All lines in the records below that hold "white" are to be shown.
Start of Data provided
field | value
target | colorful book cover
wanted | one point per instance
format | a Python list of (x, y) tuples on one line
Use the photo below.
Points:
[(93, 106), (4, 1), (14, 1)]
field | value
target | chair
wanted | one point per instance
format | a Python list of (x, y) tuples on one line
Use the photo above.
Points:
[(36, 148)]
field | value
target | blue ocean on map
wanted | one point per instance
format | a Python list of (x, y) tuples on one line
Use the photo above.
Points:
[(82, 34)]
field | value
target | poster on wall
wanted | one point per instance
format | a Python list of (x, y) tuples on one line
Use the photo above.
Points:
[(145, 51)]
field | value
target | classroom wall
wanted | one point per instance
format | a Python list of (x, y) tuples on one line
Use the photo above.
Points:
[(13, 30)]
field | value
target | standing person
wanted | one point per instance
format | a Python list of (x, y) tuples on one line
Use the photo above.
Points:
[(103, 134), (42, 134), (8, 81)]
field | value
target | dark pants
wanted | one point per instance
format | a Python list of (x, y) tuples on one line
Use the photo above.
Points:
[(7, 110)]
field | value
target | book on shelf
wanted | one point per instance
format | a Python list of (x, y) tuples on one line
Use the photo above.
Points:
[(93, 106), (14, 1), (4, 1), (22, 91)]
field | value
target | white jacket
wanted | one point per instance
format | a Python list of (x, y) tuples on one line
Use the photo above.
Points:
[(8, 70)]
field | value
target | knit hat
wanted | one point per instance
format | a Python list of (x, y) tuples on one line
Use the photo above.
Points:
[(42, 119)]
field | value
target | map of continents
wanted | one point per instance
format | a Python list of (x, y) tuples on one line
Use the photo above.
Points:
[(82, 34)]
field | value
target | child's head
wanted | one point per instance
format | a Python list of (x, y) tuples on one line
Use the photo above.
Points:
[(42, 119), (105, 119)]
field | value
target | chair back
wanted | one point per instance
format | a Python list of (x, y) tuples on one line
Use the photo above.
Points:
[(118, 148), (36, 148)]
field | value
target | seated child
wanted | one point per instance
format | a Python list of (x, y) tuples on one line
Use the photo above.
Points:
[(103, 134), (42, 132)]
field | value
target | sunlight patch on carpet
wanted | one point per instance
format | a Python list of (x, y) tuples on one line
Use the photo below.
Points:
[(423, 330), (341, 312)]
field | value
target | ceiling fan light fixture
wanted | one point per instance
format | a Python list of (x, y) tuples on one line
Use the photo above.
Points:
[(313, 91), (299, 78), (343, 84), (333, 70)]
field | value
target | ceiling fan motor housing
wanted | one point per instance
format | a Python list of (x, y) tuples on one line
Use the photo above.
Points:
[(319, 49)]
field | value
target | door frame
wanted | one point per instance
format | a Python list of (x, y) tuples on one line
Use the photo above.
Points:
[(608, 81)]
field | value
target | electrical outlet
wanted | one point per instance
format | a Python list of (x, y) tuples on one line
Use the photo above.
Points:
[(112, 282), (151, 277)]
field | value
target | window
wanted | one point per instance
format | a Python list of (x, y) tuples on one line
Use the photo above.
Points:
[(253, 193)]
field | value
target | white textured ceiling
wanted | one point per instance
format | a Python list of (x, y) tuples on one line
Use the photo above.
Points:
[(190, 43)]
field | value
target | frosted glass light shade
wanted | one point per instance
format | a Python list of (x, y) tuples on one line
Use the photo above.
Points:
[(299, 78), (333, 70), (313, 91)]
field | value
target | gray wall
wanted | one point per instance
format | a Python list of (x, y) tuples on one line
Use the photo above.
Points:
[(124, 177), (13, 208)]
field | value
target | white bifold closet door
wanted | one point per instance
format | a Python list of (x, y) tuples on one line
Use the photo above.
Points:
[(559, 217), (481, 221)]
End of Data provided
▶ **Result of this task**
target | white jacket
target | white textured ceiling
target | white bifold closet door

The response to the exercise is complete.